Referring expression data
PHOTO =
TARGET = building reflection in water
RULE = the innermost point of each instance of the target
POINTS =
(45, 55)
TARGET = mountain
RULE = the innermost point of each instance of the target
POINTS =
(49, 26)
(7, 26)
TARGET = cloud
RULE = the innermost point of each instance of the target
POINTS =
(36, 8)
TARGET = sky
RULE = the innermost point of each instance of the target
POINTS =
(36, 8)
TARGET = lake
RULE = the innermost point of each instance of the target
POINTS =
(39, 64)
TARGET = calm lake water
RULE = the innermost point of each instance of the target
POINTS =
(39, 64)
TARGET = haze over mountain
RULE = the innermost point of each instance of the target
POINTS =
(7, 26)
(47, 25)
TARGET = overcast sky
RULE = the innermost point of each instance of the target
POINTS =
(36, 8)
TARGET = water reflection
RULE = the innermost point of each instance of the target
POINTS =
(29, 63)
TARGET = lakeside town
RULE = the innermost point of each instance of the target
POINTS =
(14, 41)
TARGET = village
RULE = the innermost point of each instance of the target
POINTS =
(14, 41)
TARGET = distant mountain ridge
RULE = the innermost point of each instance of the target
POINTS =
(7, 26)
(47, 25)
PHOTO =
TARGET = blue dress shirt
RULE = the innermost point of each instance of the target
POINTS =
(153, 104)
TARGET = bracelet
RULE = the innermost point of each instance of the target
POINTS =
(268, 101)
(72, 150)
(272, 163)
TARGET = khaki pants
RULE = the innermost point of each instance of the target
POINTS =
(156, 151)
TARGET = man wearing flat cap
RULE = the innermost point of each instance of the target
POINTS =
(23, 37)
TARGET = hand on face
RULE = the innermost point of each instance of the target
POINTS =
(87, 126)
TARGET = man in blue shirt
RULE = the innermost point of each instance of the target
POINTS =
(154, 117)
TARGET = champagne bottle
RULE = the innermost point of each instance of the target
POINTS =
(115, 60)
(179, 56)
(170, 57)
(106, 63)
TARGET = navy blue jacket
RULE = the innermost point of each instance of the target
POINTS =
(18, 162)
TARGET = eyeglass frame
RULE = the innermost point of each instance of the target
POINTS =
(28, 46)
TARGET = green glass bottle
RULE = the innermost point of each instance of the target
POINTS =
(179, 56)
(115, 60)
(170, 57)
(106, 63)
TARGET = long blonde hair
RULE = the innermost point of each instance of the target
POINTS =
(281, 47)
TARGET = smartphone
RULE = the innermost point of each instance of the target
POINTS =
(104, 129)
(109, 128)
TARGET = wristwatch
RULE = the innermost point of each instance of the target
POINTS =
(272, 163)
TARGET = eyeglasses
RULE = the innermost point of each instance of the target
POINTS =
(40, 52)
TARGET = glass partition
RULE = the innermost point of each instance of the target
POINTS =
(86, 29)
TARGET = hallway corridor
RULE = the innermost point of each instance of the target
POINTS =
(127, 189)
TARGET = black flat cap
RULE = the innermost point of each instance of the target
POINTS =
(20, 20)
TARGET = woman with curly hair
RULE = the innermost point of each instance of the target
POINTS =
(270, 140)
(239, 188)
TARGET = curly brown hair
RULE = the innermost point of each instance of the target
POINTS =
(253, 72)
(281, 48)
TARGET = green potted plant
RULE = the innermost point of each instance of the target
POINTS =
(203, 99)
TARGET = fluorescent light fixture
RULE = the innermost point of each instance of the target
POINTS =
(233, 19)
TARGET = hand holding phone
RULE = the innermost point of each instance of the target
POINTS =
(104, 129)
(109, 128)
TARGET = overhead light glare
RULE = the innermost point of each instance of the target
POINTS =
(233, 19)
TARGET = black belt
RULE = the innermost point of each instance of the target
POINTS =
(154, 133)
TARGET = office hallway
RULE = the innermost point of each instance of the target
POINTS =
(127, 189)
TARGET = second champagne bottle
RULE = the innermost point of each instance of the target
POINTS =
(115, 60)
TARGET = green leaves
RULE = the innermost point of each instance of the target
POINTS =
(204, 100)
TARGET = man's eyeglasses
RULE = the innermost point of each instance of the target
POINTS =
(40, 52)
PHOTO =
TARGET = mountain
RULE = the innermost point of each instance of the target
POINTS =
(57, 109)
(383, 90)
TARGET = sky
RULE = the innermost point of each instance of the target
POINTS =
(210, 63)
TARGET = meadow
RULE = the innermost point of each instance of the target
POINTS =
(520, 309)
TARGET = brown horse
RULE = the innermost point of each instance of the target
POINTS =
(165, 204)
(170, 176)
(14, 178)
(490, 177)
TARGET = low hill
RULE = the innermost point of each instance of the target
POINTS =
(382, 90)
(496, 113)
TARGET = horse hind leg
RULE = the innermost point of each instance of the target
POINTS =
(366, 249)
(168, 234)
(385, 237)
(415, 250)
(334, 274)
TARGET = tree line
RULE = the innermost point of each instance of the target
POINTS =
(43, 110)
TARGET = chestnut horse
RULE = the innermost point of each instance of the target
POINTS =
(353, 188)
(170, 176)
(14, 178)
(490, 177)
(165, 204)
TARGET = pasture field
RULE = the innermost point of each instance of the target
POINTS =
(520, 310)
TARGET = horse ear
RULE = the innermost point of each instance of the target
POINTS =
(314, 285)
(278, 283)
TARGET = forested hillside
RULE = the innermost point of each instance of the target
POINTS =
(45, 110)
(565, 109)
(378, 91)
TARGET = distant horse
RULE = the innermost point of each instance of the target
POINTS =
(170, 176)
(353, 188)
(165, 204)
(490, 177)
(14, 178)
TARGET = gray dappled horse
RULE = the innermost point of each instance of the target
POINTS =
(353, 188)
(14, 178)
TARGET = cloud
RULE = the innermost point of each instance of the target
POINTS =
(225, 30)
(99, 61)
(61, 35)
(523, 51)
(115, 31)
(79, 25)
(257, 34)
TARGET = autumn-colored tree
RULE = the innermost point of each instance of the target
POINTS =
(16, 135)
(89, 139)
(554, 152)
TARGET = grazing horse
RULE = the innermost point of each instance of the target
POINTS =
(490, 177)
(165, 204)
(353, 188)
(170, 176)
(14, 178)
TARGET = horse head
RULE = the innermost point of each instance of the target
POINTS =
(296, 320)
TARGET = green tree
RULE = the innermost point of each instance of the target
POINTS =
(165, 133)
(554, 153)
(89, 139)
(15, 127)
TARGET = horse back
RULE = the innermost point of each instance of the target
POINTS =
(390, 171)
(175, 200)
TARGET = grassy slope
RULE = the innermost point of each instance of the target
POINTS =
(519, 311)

• What the task requires:
Your task is to restate every record word for word.

• Task solution:
PHOTO =
TARGET = building reflection in water
RULE = the innermost point of each instance of the target
POINTS =
(45, 55)
TARGET = mountain
RULE = the innermost point of each instance of the target
POINTS =
(49, 26)
(7, 26)
TARGET = cloud
RULE = the innermost point of each instance of the target
POINTS =
(36, 8)
TARGET = sky
RULE = the innermost point of each instance of the target
POINTS =
(36, 8)
TARGET = lake
RULE = the innermost point of each instance of the target
POINTS =
(39, 64)
TARGET = calm lake water
RULE = the innermost point of each instance of the target
POINTS =
(39, 64)
TARGET = haze over mountain
RULE = the innermost point of each instance of the target
POINTS =
(7, 26)
(47, 25)
TARGET = overcast sky
RULE = the innermost point of each instance of the target
POINTS =
(36, 8)
TARGET = water reflection
RULE = the innermost point of each instance of the target
POINTS =
(29, 63)
TARGET = lakeside town
RULE = the innermost point of each instance of the target
POINTS =
(14, 41)
TARGET = village
RULE = the innermost point of each instance of the target
POINTS =
(14, 41)
TARGET = distant mountain ridge
RULE = the innermost point of each instance of the target
POINTS =
(7, 26)
(47, 25)
PHOTO =
TARGET = blue dress shirt
RULE = the innermost point of each instance of the target
POINTS =
(153, 104)
TARGET = bracelet
RULE = the innermost point of each instance of the target
POINTS =
(268, 101)
(72, 150)
(272, 163)
TARGET = khaki pants
RULE = the innermost point of each instance of the target
POINTS =
(156, 151)
TARGET = man wearing flat cap
RULE = the innermost point of each instance of the target
POINTS =
(23, 37)
TARGET = hand on face
RULE = the innermost point of each instance of the target
POINTS =
(87, 126)
TARGET = man in blue shirt
RULE = the innermost point of each instance of the target
POINTS =
(154, 117)
TARGET = champagne bottle
RULE = the innermost point of each instance of the target
POINTS =
(115, 60)
(179, 56)
(170, 57)
(106, 63)
TARGET = navy blue jacket
RULE = the innermost point of each instance of the target
POINTS =
(18, 162)
TARGET = eyeglass frame
RULE = the innermost point of each instance of the target
POINTS =
(28, 46)
TARGET = green glass bottle
RULE = the innermost point of each instance of the target
POINTS =
(179, 56)
(115, 60)
(170, 57)
(106, 63)
TARGET = long blonde hair
RULE = the innermost point of each instance of the target
POINTS =
(281, 47)
TARGET = smartphone
RULE = the innermost point of each instance of the target
POINTS =
(104, 129)
(109, 128)
TARGET = wristwatch
RULE = the innermost point of each instance of the target
POINTS =
(272, 163)
TARGET = eyeglasses
RULE = the innermost point of each instance of the target
POINTS =
(40, 52)
TARGET = glass partition
RULE = the innermost point of each instance of the target
POINTS =
(86, 29)
TARGET = hallway corridor
RULE = the innermost point of each instance of the target
POINTS =
(127, 189)
TARGET = black flat cap
RULE = the innermost point of each instance of the target
POINTS =
(20, 20)
TARGET = woman with curly hair
RULE = the innermost point of each instance of the target
POINTS =
(270, 140)
(239, 188)
TARGET = curly brown hair
RULE = the innermost point of each instance of the target
POINTS =
(253, 72)
(281, 48)
TARGET = green potted plant
RULE = the innermost point of each instance of the target
POINTS =
(203, 99)
TARGET = fluorescent light fixture
RULE = the innermost point of each instance of the target
POINTS =
(233, 19)
TARGET = hand holding phone
RULE = the innermost point of each instance of the target
POINTS =
(104, 129)
(109, 128)
TARGET = overhead light glare
RULE = the innermost point of each instance of the target
POINTS =
(233, 19)
TARGET = black belt
RULE = the innermost point of each instance of the target
POINTS =
(154, 133)
TARGET = office hallway
RULE = the innermost point of each instance of the target
POINTS =
(127, 189)
TARGET = second champagne bottle
RULE = the innermost point of each instance of the target
POINTS =
(115, 60)
TARGET = green leaves
RULE = the innermost point of each instance of the target
POINTS =
(204, 100)
TARGET = man's eyeglasses
RULE = the innermost point of each instance of the target
POINTS =
(40, 52)
PHOTO =
TARGET = mountain
RULE = the innermost point of each instance of the target
POINTS =
(57, 109)
(383, 90)
TARGET = sky
RULE = the innermost point of each instance of the target
POINTS =
(210, 63)
TARGET = meadow
RULE = the innermost point of each instance of the target
POINTS =
(520, 309)
TARGET = brown horse
RULE = the innermost point of each instance of the target
POINTS =
(165, 204)
(170, 176)
(14, 178)
(490, 177)
TARGET = low hill
RULE = the innermost point of each instance of the target
POINTS =
(382, 90)
(496, 113)
TARGET = horse hind leg
RULE = the innermost point of each instance of the target
POINTS =
(366, 249)
(168, 234)
(385, 237)
(415, 250)
(334, 274)
TARGET = tree line
RULE = the innermost point of each instance of the target
POINTS =
(43, 110)
TARGET = chestnut horse
RULE = the innermost point of each instance of the target
POINTS =
(353, 188)
(170, 176)
(14, 178)
(490, 177)
(165, 204)
TARGET = pasture field
RULE = the innermost point of each instance of the target
POINTS =
(520, 310)
TARGET = horse ear
RULE = the innermost point of each instance of the target
POINTS =
(314, 285)
(278, 283)
TARGET = forested hillside
RULE = the innermost point of each instance of the target
POINTS =
(45, 110)
(565, 109)
(378, 91)
TARGET = distant horse
RULE = the innermost point of each instance of the target
POINTS =
(170, 176)
(353, 188)
(165, 204)
(490, 177)
(14, 178)
TARGET = gray dappled horse
RULE = the innermost point of each instance of the target
POINTS =
(353, 188)
(14, 178)
TARGET = cloud
RULE = the innermost point of each instance of the target
POINTS =
(225, 30)
(99, 61)
(61, 35)
(523, 51)
(115, 31)
(79, 25)
(257, 34)
TARGET = autumn-colored tree
RULE = the innermost point of each instance of the target
POINTS =
(16, 135)
(89, 139)
(554, 152)
TARGET = grazing horse
RULE = the innermost point of each instance of the target
POINTS =
(490, 177)
(165, 204)
(353, 188)
(170, 176)
(14, 178)
TARGET = horse head
RULE = the innermost point of each instance of the target
POINTS =
(296, 320)
TARGET = green tree
RULE = the innermost point of each instance of the target
POINTS =
(165, 133)
(554, 153)
(89, 139)
(15, 127)
TARGET = horse back
RULE = the innermost point of each instance of the target
POINTS =
(390, 171)
(175, 200)
TARGET = grassy slope
RULE = the innermost point of each instance of the target
POINTS =
(519, 311)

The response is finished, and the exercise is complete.